Problem set:
1. Repeat the records from the line with "# point at: blue cloth" to the line with "Target: loaf cake", including both of those lines, and leave the pictures out.
2. Carry on the passage about the PLBM gesture model from where it stops.

━━ Given passage

There are two approaches for this experiment, and they are the deliberative and reactive mechanism. The reactive mechanism replaces any out-of-bound point with its last received data, which have only spatial information. On the other hand, the deliberative method fits the synthesized motion into the boundary and preserves the expressiveness of the motion (Figure 16). The goal is to compare the difference between the reactive and deliberative mechanism in terms of accuracy and smoothness.
Figure 17 shows the comparison between the reactive and deliberative safety planner in terms of smoothness, accuracy and collision. The first observation is that the deliberative approach produces a smoother signal than the reactive approach. From Figure 17a, the deliberate approach, the PLBM with EA, has a degree of jerk near 0.516, while the reactive approach, the imitation with constraints, has a value of 0.917. Besides, the motion from PLBM with EA has a similar dynamics as the PLBM without constraint. Figure 17b shows that the deliberate approach has an accuracy of 0.726 compared to the PLBM without constraints, that is 0.559. Lastly, none of the generated points from PLBM with EA are out-of-bound. Figure 17c shows that neither the PLBM with EA nor imitation with constraints have their points outside the boundary. In short, the deliberate approach, the PLBM with EA, has a better overall performance. It synthesizes a smoother signal than the reactive approach. Even though the deliberative approach has a higher error rate than the reactive approach, its error rate is still similar to the PLBM without constraints.

5. Conclusions

In conclusion, the aim of the research was to study and develop a module that can solve the teleoperating issues in CATR. From the above experiment, the following items are the summaries of the PLBM achieving the objectives:
  • For preserving expressiveness, the PLBM automatically encodes gestures into a distributed output. It can then extrapolate its future joint state using the distributed output, and the generated signal has similar dynamics to the training gesture.
  • For minimizing the cognitive load, the PLBM has the natural interface to obtain the gesture. Furthermore, the PLBM uses automatic encoders, decoders and an associator for minimizing human intervene.
  • If the operator’s hands are not free, the operator can delegate his/her gesturing modality to the PLBM with the associator.
  • If the connection is not stable, the CATR can continue to gesticulate by generating the gesture using the last known gesture style.
  • The PLBM can tune the incoming encoded data so that the decoded gesture is collision-free and has similar expressiveness.
However, the PLBM has a few limitations. Firstly, the completeness and correctness of the features depend on the training data. The current combined dataset only has three datasets, and these datasets might not cover all conversations. Secondly, the time consumption for the evolutionary algorithm to find a candidate to suit the environment is high and inconsistent. The current approach adopted the evolutionary algorithms, which might take a long time. In the worst case, the time needed might disrupt the flow of a conversation. The third limitation lies in the averaging component in the encoder model, which removes the phase information. Unfortunately, it produces a delay during the transition, and a significant delay might disrupt the flow of the conversation. In summary, the PLBM has its advantages, but also has a few limitations using the selected models. Thus, the existing PLBM model still requires plenty of studies and researches.

━━━━
━━ Material provided

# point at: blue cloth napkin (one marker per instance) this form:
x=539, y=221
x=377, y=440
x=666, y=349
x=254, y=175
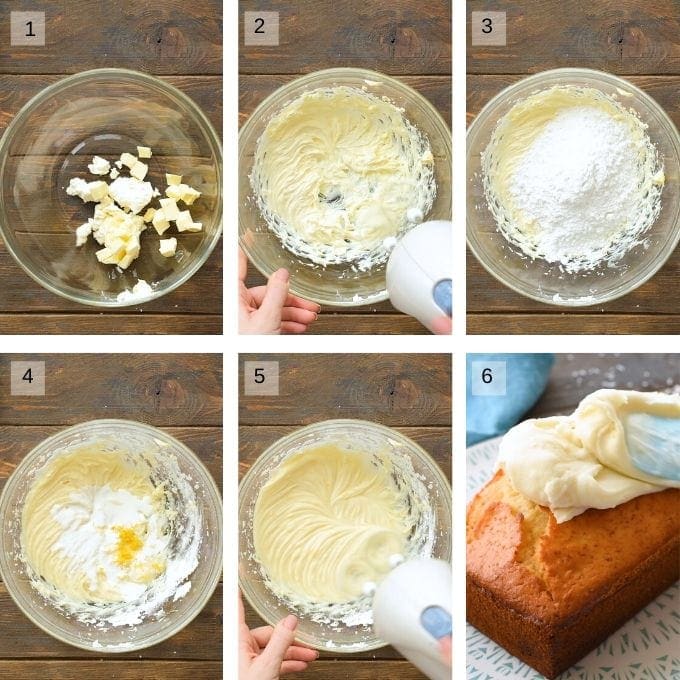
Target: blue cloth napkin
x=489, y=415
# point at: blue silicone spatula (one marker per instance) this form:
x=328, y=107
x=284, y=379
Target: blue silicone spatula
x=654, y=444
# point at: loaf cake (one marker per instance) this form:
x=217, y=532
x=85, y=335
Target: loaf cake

━━━━
━━ Material provided

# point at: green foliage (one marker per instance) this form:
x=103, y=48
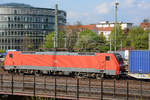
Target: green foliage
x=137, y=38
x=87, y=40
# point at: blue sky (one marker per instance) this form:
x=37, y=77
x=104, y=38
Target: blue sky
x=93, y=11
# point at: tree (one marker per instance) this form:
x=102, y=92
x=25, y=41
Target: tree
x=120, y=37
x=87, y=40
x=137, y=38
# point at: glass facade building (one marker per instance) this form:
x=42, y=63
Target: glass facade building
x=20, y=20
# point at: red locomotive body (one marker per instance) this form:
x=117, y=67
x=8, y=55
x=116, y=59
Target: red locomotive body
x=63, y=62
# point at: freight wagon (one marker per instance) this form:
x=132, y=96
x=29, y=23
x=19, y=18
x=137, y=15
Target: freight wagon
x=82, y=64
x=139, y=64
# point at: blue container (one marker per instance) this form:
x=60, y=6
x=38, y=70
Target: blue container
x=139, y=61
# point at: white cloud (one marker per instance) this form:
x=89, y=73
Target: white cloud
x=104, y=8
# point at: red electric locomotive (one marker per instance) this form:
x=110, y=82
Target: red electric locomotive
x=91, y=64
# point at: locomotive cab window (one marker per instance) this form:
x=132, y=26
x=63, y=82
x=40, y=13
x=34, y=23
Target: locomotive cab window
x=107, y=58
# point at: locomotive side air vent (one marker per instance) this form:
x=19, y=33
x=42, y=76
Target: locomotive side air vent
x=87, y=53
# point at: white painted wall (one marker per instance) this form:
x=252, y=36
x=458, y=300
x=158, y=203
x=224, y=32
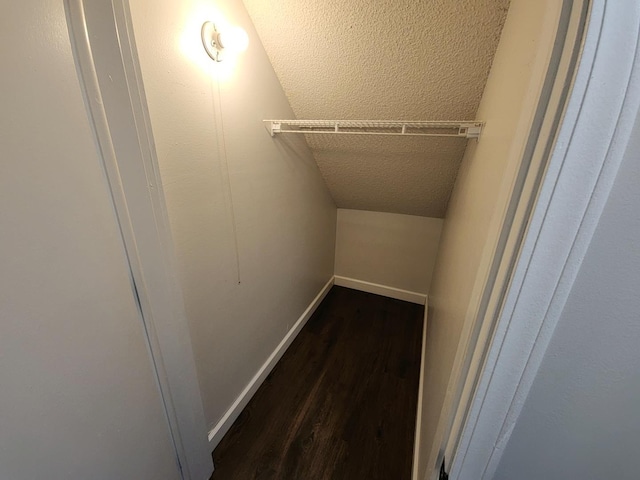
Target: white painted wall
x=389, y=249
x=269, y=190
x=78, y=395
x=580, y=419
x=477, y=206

━━━━

Written responses:
1.
# point at: blue cloth napkin (one marker per instance) this form:
x=539, y=221
x=377, y=440
x=666, y=349
x=254, y=175
Target: blue cloth napkin
x=489, y=415
# point at: blue silicone spatula (one marker per instance) this form:
x=328, y=107
x=284, y=379
Target: blue silicone spatula
x=654, y=444
# point at: loaf cake (one marker per instance) this form:
x=217, y=532
x=85, y=335
Target: loaf cake

2.
The below items are a list of future works to increase the complexity and realism of the dataset. The first item is to increase the diversity of the training data by integrating more dataset. It is beneficial to train the model from a diversified dataset because it improves generalization. Other work can focus on expanding the modalities because nonverbal signals cover a broad spectrum. For instance, there are other nonverbal cues like vocal cues, gaze and body posture. Some effort can be invested in getting a realistic dataset by employing a group of communication partners. The control group contains pairs of friends, and we can randomly match them to create various behaviors. In short, the objectives for the future works anchor the effort on increasing the realism of the dataset, so that we can better examine the framework.

Supplementary Materials

The supplementary materials are available online at https://www.mdpi.com/2218-6581/6/3/16/s1.

Acknowledgments

This research is supported by the BeingTogether Centre, a collaboration between Nanyang Technological University (NTU) Singapore and University of North Carolina (UNC) at Chapel Hill. The BeingTogether Centre is supported by the National Research Foundation, Prime Minister’s Office, Singapore, under its International Research Centres in Singapore Funding Initiative.

Author Contributions

William Gu, Gerald Seet, and Nadia Magnenat-Thalmann contributed to the design of the study. William Gu and Gerald Seet conceived the experiment. William Gu designed and performed the experiment. William Gu analysed the data. William Gu prepared the manuscript.

Conflicts of Interest

The authors declare no conflict of interest.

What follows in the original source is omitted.